▶ _Goal of the exercise_
Reproduce all of the data below word for word, leaving the pictures out of your answer.

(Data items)
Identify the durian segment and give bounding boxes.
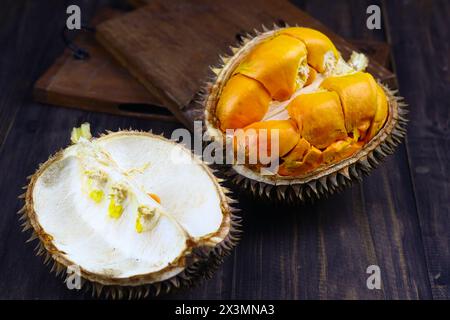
[287,91,347,149]
[234,35,308,101]
[304,66,317,87]
[234,120,300,159]
[278,138,323,176]
[366,84,388,141]
[323,138,364,164]
[279,27,340,73]
[216,74,270,130]
[97,134,225,244]
[320,72,377,140]
[27,132,230,285]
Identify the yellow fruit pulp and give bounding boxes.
[215,27,388,176]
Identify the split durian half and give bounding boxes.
[202,27,407,201]
[21,124,239,297]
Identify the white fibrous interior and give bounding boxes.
[262,51,368,121]
[33,134,223,280]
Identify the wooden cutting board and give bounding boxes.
[96,0,394,129]
[33,8,177,121]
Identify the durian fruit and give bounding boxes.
[202,26,407,201]
[20,124,240,298]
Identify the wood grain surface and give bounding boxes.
[96,0,394,129]
[0,0,450,299]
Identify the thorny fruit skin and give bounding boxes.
[212,27,388,177]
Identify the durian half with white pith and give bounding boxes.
[22,124,239,296]
[202,27,407,201]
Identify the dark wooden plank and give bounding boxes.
[0,1,442,299]
[0,1,232,299]
[33,7,176,121]
[384,1,450,299]
[233,1,431,299]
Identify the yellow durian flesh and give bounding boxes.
[216,74,270,130]
[321,72,377,138]
[287,91,347,149]
[211,27,389,177]
[235,35,307,101]
[279,27,339,72]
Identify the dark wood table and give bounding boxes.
[0,0,450,299]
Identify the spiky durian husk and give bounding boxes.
[17,129,242,299]
[198,24,408,203]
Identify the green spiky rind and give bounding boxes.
[197,24,408,203]
[17,128,242,299]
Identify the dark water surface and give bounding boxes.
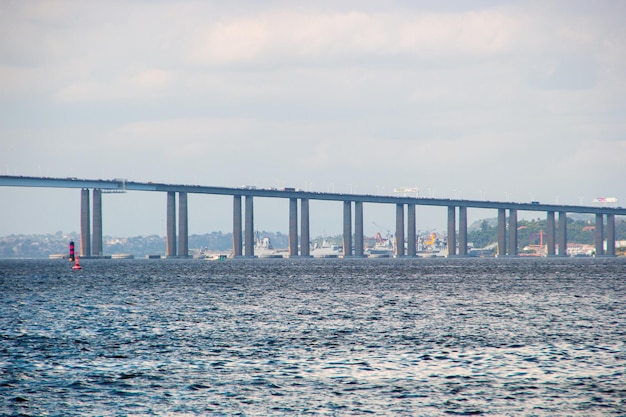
[0,258,626,416]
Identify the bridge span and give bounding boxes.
[0,175,626,257]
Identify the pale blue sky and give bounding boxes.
[0,0,626,235]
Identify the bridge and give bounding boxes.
[0,175,626,257]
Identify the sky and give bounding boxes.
[0,0,626,236]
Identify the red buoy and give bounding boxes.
[72,255,83,271]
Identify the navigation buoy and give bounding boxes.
[72,256,83,271]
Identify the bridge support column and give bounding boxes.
[546,211,556,256]
[300,198,311,256]
[91,188,103,256]
[80,188,91,256]
[233,195,243,257]
[606,214,615,256]
[459,206,467,256]
[244,195,254,257]
[594,213,604,256]
[557,211,567,256]
[509,209,518,256]
[289,198,298,258]
[406,204,417,258]
[178,192,189,258]
[498,209,506,256]
[343,201,352,258]
[165,191,176,257]
[448,206,456,257]
[354,201,365,257]
[396,204,404,258]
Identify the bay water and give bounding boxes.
[0,258,626,416]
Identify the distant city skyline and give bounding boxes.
[0,0,626,236]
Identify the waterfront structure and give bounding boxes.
[0,175,626,257]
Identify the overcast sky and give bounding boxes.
[0,0,626,236]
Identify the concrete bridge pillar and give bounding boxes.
[606,214,615,256]
[244,195,254,257]
[546,211,556,256]
[289,198,298,257]
[91,188,103,256]
[300,198,311,256]
[396,204,404,258]
[165,191,176,257]
[406,204,417,257]
[354,201,364,257]
[557,211,567,256]
[498,209,506,256]
[594,213,604,256]
[343,201,352,257]
[448,206,456,257]
[459,206,467,256]
[178,192,189,258]
[233,195,243,257]
[509,209,518,256]
[80,188,91,256]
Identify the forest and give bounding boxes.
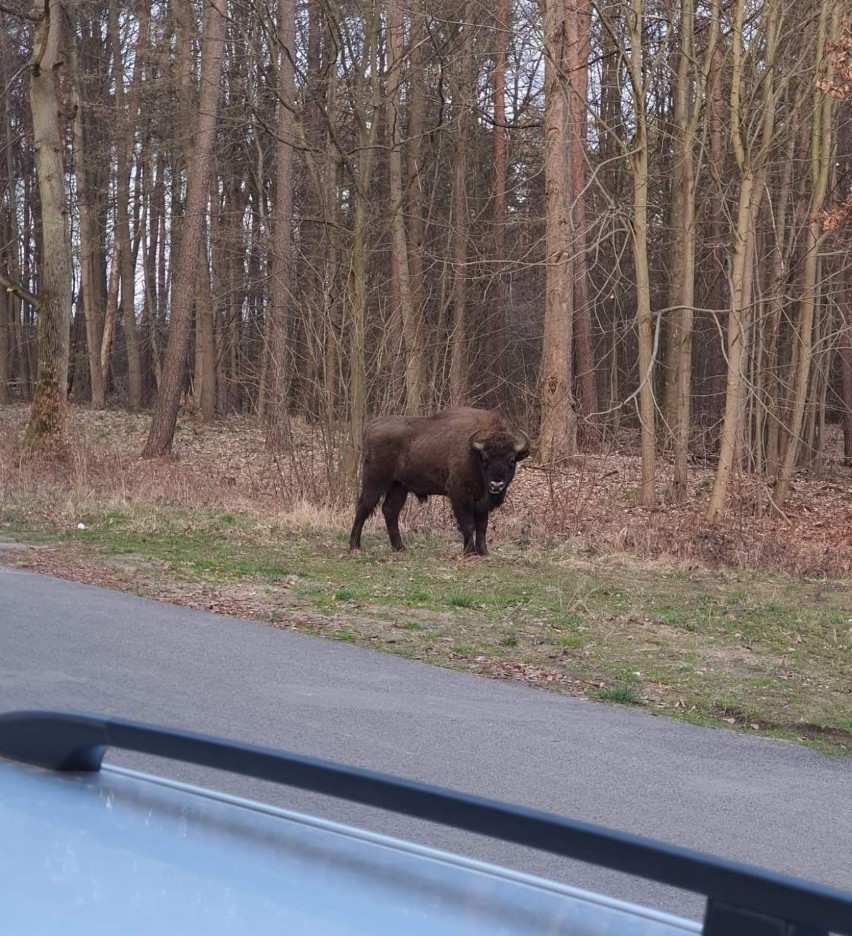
[0,0,852,523]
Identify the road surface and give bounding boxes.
[0,566,852,917]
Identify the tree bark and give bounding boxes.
[539,0,577,464]
[143,0,227,456]
[385,0,423,416]
[628,0,657,507]
[565,0,600,448]
[774,0,838,510]
[485,0,512,409]
[67,16,106,409]
[705,0,778,523]
[449,3,475,406]
[25,0,71,446]
[109,0,145,412]
[265,0,296,452]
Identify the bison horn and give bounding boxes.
[468,429,485,452]
[515,429,530,454]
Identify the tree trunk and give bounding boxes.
[628,0,657,507]
[666,0,719,503]
[26,0,71,446]
[484,0,512,409]
[539,0,577,464]
[565,0,600,448]
[67,21,106,409]
[386,0,423,416]
[706,0,778,523]
[192,250,216,423]
[265,0,298,452]
[109,0,144,412]
[405,0,424,407]
[143,0,227,456]
[774,0,838,510]
[449,3,473,406]
[343,4,381,481]
[838,282,852,465]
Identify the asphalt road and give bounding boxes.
[0,566,852,917]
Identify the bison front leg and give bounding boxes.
[382,481,408,552]
[349,490,382,549]
[453,504,477,556]
[473,510,488,556]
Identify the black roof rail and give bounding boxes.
[0,711,852,936]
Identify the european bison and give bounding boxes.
[349,408,530,556]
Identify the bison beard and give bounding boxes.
[349,408,530,556]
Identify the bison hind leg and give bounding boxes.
[382,481,408,552]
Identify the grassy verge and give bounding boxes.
[0,503,852,754]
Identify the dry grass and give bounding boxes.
[0,406,852,577]
[0,407,852,753]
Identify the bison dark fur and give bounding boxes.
[349,408,530,556]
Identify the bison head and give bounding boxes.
[469,429,530,502]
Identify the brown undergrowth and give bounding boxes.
[0,406,852,577]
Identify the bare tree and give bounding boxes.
[627,0,656,507]
[143,0,227,456]
[386,0,424,415]
[706,0,780,523]
[265,0,295,451]
[774,0,838,508]
[539,0,577,463]
[26,0,71,445]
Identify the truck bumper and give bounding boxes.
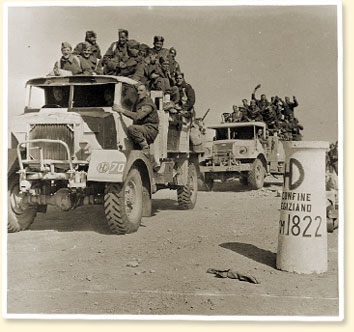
[200,164,251,173]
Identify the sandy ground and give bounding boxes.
[7,178,339,316]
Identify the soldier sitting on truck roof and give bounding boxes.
[78,43,101,75]
[117,39,143,78]
[168,47,181,85]
[102,29,129,75]
[49,42,82,76]
[149,36,169,58]
[239,99,250,121]
[176,73,195,119]
[283,96,299,119]
[231,105,243,122]
[112,84,159,155]
[247,100,263,121]
[252,84,270,112]
[73,30,102,68]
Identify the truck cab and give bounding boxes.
[200,122,285,189]
[8,75,202,234]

▶ _Answer below_
Identify the durian segment and give bounding boxes.
[287,91,347,149]
[234,35,308,101]
[304,66,317,87]
[234,120,300,159]
[278,138,323,176]
[366,84,388,141]
[323,138,364,164]
[279,27,340,73]
[216,74,270,130]
[97,134,225,244]
[320,72,377,140]
[27,132,230,285]
Identify the yellow fruit pulp and give bounding boxes.
[215,27,388,176]
Identify the split durian half and give bounding boxes.
[202,27,407,201]
[21,124,239,297]
Identify the white fibrous interior and give bounding boxes.
[262,51,368,121]
[33,134,223,280]
Identify the wooden cutting board and give bounding boxes.
[96,0,394,129]
[33,8,177,121]
Identify the durian fruit and give bounding boxes.
[202,26,407,201]
[20,124,240,298]
Identify the wood grain surface and give bounding boxes.
[96,0,394,129]
[0,0,450,299]
Identify the thorny fruit skin and give bounding boxes.
[212,27,388,177]
Identify the durian half with white pith and give bounding boxes.
[22,124,239,296]
[202,27,407,201]
Identify the dark wooden plank and give bounding boxes.
[0,1,442,299]
[0,1,232,299]
[33,7,176,121]
[384,1,450,299]
[233,1,431,299]
Identify the yellow durian flesh and give bounding boxes.
[216,74,270,130]
[321,72,377,138]
[287,91,347,149]
[211,27,389,177]
[235,35,307,101]
[279,27,339,72]
Identify the dark wood table and give bounding boxes.
[0,0,450,299]
Identify the spiky durian husk and give bounding boxes.
[17,129,242,299]
[198,24,408,203]
Identify the green spiky rind and give bounding boxes.
[197,24,408,203]
[17,128,242,299]
Identify the dark water surface and give bounding boxes.
[0,258,626,416]
Identify the bridge span and give bounding boxes.
[0,175,626,257]
Identify the pale blue sky and give bounding boxes.
[0,0,626,235]
Identify the bridge and give bounding boxes.
[0,175,626,257]
Identify the sky and give bounding boxes.
[0,0,626,236]
Identify the red buoy and give bounding boxes.
[72,255,83,271]
Identify the navigation buoy and give bounding boxes.
[72,256,83,271]
Identify the bridge support column and give bounding boxes.
[546,211,556,256]
[300,198,311,256]
[91,188,103,256]
[80,188,91,256]
[233,195,243,257]
[606,214,615,256]
[459,206,467,256]
[244,195,254,257]
[594,213,604,256]
[557,211,567,256]
[509,209,518,256]
[289,198,298,258]
[406,204,417,258]
[178,192,189,258]
[498,209,506,256]
[343,201,352,258]
[165,191,176,257]
[448,206,456,257]
[354,201,365,257]
[396,204,404,258]
Identify the bay water and give bounding boxes.
[0,258,626,416]
Identify the distant city skyline and give bounding boxes.
[0,0,626,236]
Identify the waterfront structure and give bounding boxes.
[0,175,626,257]
Identify the overcast sky and give bounding boxes.
[0,0,626,236]
Identify the concrete bridge pillar and give bounding boxes.
[606,214,615,256]
[244,195,254,257]
[546,211,556,256]
[289,198,298,257]
[91,188,103,256]
[300,198,311,256]
[396,204,404,258]
[165,191,176,257]
[406,204,417,257]
[354,201,364,257]
[557,211,567,256]
[498,209,506,256]
[594,213,604,256]
[343,201,352,257]
[448,206,456,257]
[459,206,467,256]
[178,192,189,258]
[233,195,243,257]
[509,209,518,256]
[80,188,91,256]
Identify the forest and give bounding boxes.
[0,0,852,523]
Identify the road surface and give bounding boxes.
[0,566,852,917]
Identify the tree bark and give bounding boxes.
[539,0,577,464]
[143,0,227,456]
[385,0,423,416]
[628,0,657,507]
[565,0,600,448]
[774,0,838,510]
[485,0,512,409]
[67,16,106,409]
[705,0,778,523]
[449,3,475,406]
[25,0,71,446]
[109,0,145,412]
[265,0,296,452]
Identify the bison horn and give bounding boxes.
[468,429,485,452]
[515,429,530,454]
Identify the tree trunk and give bounding boxes.
[628,0,657,507]
[666,0,719,503]
[26,0,71,446]
[484,0,512,409]
[539,0,577,464]
[565,0,600,448]
[67,21,106,409]
[386,0,423,416]
[706,0,778,523]
[192,250,216,423]
[265,0,298,452]
[109,0,144,412]
[405,0,424,407]
[143,0,227,456]
[774,0,838,510]
[449,3,473,406]
[343,4,381,481]
[838,282,852,465]
Identify the asphalt road and give bounding boxes.
[0,566,852,917]
Identify the bison front leg and give bounding boxes.
[382,481,408,552]
[349,490,382,549]
[453,504,477,556]
[473,510,488,556]
Identify the black roof rail and give bounding boxes.
[0,711,852,936]
Identify the european bison and give bounding boxes.
[349,408,530,556]
Identify the bison beard and give bounding boxes.
[349,408,530,556]
Identify the bison hind leg and give bounding boxes.
[382,481,408,552]
Identify the grassy verge and give bounding boxes.
[0,503,852,754]
Identify the dry grass and give bounding boxes.
[0,406,852,577]
[0,407,852,753]
Identify the bison dark fur and give bounding boxes.
[349,408,530,556]
Identify the bison head and give bounding boxes.
[469,429,530,502]
Identify the brown undergrowth and give bounding boxes.
[0,406,852,577]
Identify the bare tree and give bounding boxes.
[627,0,656,507]
[143,0,227,456]
[386,0,424,415]
[706,0,780,523]
[265,0,295,451]
[774,0,838,508]
[539,0,577,463]
[26,0,71,445]
Identify the truck bumper and give bounding boxes.
[200,164,251,173]
Identify the sandy ground and give bounding boxes.
[7,178,339,316]
Identify the soldier sitting on truck roof and give bounding boxes.
[78,43,101,75]
[117,39,143,78]
[168,47,181,85]
[102,29,129,75]
[49,42,82,76]
[149,36,169,58]
[239,99,250,121]
[176,73,195,119]
[283,96,299,119]
[231,105,243,122]
[112,84,159,155]
[247,100,263,121]
[252,84,270,112]
[73,30,102,68]
Identify the truck cab and give bounding boxes.
[200,122,285,189]
[8,75,202,234]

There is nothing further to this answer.